Copy out, from the entries below, each line holding the string "block".
BEGIN Available records
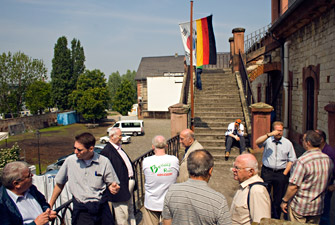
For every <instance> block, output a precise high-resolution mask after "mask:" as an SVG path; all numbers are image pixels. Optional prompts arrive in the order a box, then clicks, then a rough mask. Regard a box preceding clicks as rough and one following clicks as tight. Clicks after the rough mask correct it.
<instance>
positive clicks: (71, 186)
mask: <svg viewBox="0 0 335 225" xmlns="http://www.w3.org/2000/svg"><path fill="white" fill-rule="evenodd" d="M87 163H88V164H87ZM55 181H56V183H57V184H65V183H66V182H69V183H68V187H69V190H70V193H71V194H72V195H73V196H74V197H75V198H76V200H77V201H79V202H82V203H87V202H98V201H100V200H101V197H102V194H103V192H104V191H105V189H106V188H107V187H108V185H110V184H111V183H112V182H116V183H118V184H119V183H120V181H119V179H118V177H117V175H116V173H115V171H114V168H113V166H112V164H111V162H110V160H109V159H108V158H106V157H105V156H103V155H99V154H97V153H95V152H94V156H93V158H92V160H91V161H87V162H85V161H84V160H81V159H78V158H77V156H76V155H75V154H73V155H70V156H69V157H67V158H66V160H65V162H64V164H63V165H62V167H61V168H60V169H59V171H58V173H57V175H56V178H55ZM106 185H107V186H106Z"/></svg>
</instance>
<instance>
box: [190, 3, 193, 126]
mask: <svg viewBox="0 0 335 225" xmlns="http://www.w3.org/2000/svg"><path fill="white" fill-rule="evenodd" d="M190 14H191V16H190V33H191V38H190V47H191V48H190V87H191V130H192V131H194V96H193V0H191V13H190Z"/></svg>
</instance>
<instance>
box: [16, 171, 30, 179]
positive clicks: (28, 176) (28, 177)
mask: <svg viewBox="0 0 335 225" xmlns="http://www.w3.org/2000/svg"><path fill="white" fill-rule="evenodd" d="M31 177H33V174H32V173H31V171H30V170H29V174H28V176H26V177H22V178H20V179H17V180H16V181H24V180H25V179H27V178H31Z"/></svg>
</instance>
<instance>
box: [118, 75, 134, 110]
mask: <svg viewBox="0 0 335 225" xmlns="http://www.w3.org/2000/svg"><path fill="white" fill-rule="evenodd" d="M134 95H135V90H134V88H133V87H132V85H131V83H130V81H129V80H127V79H124V80H123V81H122V83H121V86H120V87H119V88H118V89H117V91H116V94H115V96H114V99H113V108H114V110H116V111H118V112H119V113H121V114H122V115H124V116H125V115H127V114H128V111H130V110H131V108H132V106H133V104H134V103H135V101H134Z"/></svg>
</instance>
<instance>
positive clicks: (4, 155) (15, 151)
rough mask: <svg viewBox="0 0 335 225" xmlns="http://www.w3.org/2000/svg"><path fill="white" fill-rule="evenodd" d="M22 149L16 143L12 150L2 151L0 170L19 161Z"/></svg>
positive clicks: (18, 145) (12, 147) (4, 149)
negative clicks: (20, 154)
mask: <svg viewBox="0 0 335 225" xmlns="http://www.w3.org/2000/svg"><path fill="white" fill-rule="evenodd" d="M20 150H21V149H20V147H19V145H18V144H17V143H15V144H14V145H13V146H12V147H11V148H2V149H0V168H3V167H4V166H5V165H6V164H7V163H10V162H14V161H18V160H19V159H20Z"/></svg>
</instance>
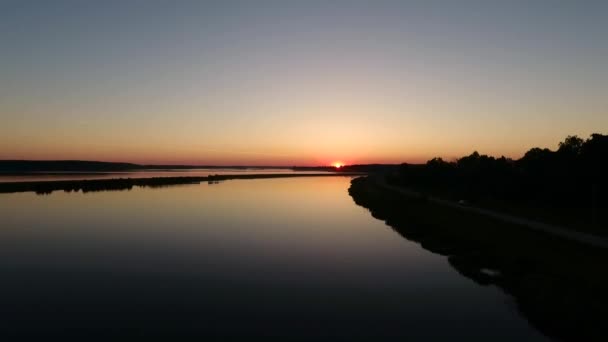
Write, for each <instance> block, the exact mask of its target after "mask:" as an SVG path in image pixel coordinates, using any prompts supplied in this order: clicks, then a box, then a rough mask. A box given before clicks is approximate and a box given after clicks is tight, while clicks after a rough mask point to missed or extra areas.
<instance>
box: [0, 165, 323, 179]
mask: <svg viewBox="0 0 608 342" xmlns="http://www.w3.org/2000/svg"><path fill="white" fill-rule="evenodd" d="M309 173H323V171H294V170H292V169H274V168H273V169H264V168H251V169H247V168H238V169H237V168H225V169H224V168H222V169H217V168H213V169H205V168H200V169H146V170H133V171H111V172H73V171H70V172H29V173H19V174H11V173H0V183H3V182H4V183H8V182H34V181H59V180H84V179H113V178H152V177H207V176H210V175H235V174H309Z"/></svg>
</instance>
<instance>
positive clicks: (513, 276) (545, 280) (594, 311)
mask: <svg viewBox="0 0 608 342" xmlns="http://www.w3.org/2000/svg"><path fill="white" fill-rule="evenodd" d="M349 193H350V195H351V196H352V197H353V199H354V201H355V202H356V203H357V204H358V205H361V206H363V207H365V208H367V209H369V210H370V212H371V214H372V215H373V216H374V217H376V218H378V219H381V220H384V221H385V222H386V223H387V225H389V226H390V227H392V228H393V229H394V230H395V231H396V232H398V233H399V234H401V235H402V236H403V237H405V238H406V239H408V240H412V241H415V242H418V243H420V244H421V246H422V247H423V248H425V249H427V250H429V251H431V252H434V253H438V254H442V255H446V256H448V261H449V263H450V264H451V265H452V266H453V267H454V268H455V269H456V270H457V271H458V272H460V273H461V274H463V275H464V276H466V277H468V278H471V279H473V280H474V281H476V282H477V283H479V284H482V285H488V284H493V285H496V286H498V287H500V288H501V289H502V290H504V291H505V292H506V293H508V294H510V295H512V296H513V297H514V299H515V301H516V303H517V306H518V309H519V310H520V312H521V313H522V314H523V315H525V316H526V317H527V318H528V320H529V321H530V323H531V324H533V325H534V326H535V327H537V328H538V329H539V330H540V331H542V332H543V333H545V334H546V335H548V336H551V337H554V338H556V339H558V340H566V341H582V340H584V341H596V340H605V339H606V338H608V328H607V327H606V325H605V324H604V317H608V294H607V289H608V276H607V275H606V274H605V272H604V271H603V267H604V265H606V264H607V262H608V252H607V251H605V250H602V249H596V248H591V247H587V246H583V245H579V244H577V243H574V242H569V241H566V240H562V239H560V238H555V237H551V236H549V235H545V234H543V233H540V232H535V231H530V230H527V229H526V228H525V227H520V226H516V225H512V224H507V223H504V222H501V221H496V220H494V219H491V218H487V217H483V216H479V215H475V214H472V213H468V212H464V211H461V210H458V209H455V208H449V207H443V206H438V205H435V204H432V203H429V202H428V201H426V200H425V199H424V198H423V197H405V196H403V195H401V194H398V193H395V192H393V191H391V190H389V189H386V188H380V187H378V186H377V185H376V183H375V182H374V181H373V180H371V179H370V178H367V177H361V178H357V179H354V180H353V181H352V183H351V187H350V189H349Z"/></svg>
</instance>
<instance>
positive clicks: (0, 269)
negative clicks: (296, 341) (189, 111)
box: [0, 177, 544, 341]
mask: <svg viewBox="0 0 608 342" xmlns="http://www.w3.org/2000/svg"><path fill="white" fill-rule="evenodd" d="M349 182H350V178H348V177H323V178H297V179H260V180H235V181H228V182H223V183H221V184H216V185H207V184H202V185H186V186H176V187H170V188H163V189H149V188H136V189H133V190H131V191H115V192H98V193H87V194H83V193H64V192H55V193H53V194H51V195H46V196H39V195H35V194H33V193H19V194H0V218H1V220H0V222H1V226H2V229H1V230H0V272H1V274H2V282H0V303H2V305H1V306H0V338H7V337H10V338H14V337H16V336H19V337H23V336H36V335H38V336H47V337H48V336H53V335H54V336H68V337H87V336H88V337H90V336H107V337H117V336H119V337H127V336H128V337H146V336H154V337H159V336H163V335H166V336H179V335H182V336H192V335H196V336H200V337H218V336H219V337H222V338H226V337H230V336H243V335H257V336H266V337H277V338H281V339H283V338H287V339H293V338H295V337H300V338H303V339H310V338H315V337H328V336H333V337H334V338H336V339H346V340H354V339H364V340H370V339H372V338H374V339H375V340H382V339H384V340H394V339H395V338H397V337H400V338H403V339H414V340H433V341H442V340H443V341H457V340H462V341H473V340H479V341H489V340H491V341H513V340H525V341H528V340H529V341H542V340H544V337H543V336H541V335H540V334H539V333H537V332H536V331H535V330H534V329H533V328H531V327H530V326H529V325H528V323H527V322H526V321H525V320H524V319H523V318H522V317H521V316H520V315H519V314H518V312H517V309H516V308H515V307H514V304H513V301H512V300H511V299H510V298H509V297H507V296H506V295H504V294H503V293H502V292H500V291H499V290H498V289H496V288H493V287H482V286H479V285H477V284H475V283H474V282H473V281H471V280H469V279H467V278H464V277H462V276H460V275H459V274H458V273H457V272H456V271H455V270H454V269H453V268H451V267H450V266H449V264H448V262H447V260H446V258H445V257H442V256H438V255H435V254H432V253H430V252H428V251H425V250H424V249H422V248H421V247H420V246H418V245H417V244H415V243H412V242H410V241H407V240H405V239H403V238H402V237H401V236H400V235H398V234H397V233H395V232H394V231H392V230H391V229H390V227H388V226H386V225H385V224H384V223H383V222H381V221H379V220H376V219H374V218H373V217H372V216H371V215H370V214H369V212H368V211H367V210H366V209H364V208H362V207H359V206H357V205H356V204H355V203H354V202H353V201H352V199H351V198H350V196H349V195H348V193H347V189H348V186H349Z"/></svg>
END Available records
[Completed task]
For every <instance> block, output a precise high-resolution mask after "mask:" as an SVG path; all numbers are image pixels. Optional prompts arrive in the order a box, then clicks, then a rough mask. Regard a box preceding clicks as rough and one following clicks as tight. Clicks after the rough mask correct it.
Write, for each <instance> block, the exact mask of its target after "mask:" as an SVG path in image pixel coordinates, using any prompts supplied in this order: clicks, then a box, then a rough mask. A box given before clicks is approximate and a box given after clicks is tight, while clicks after a rough mask point to missed or extra areas.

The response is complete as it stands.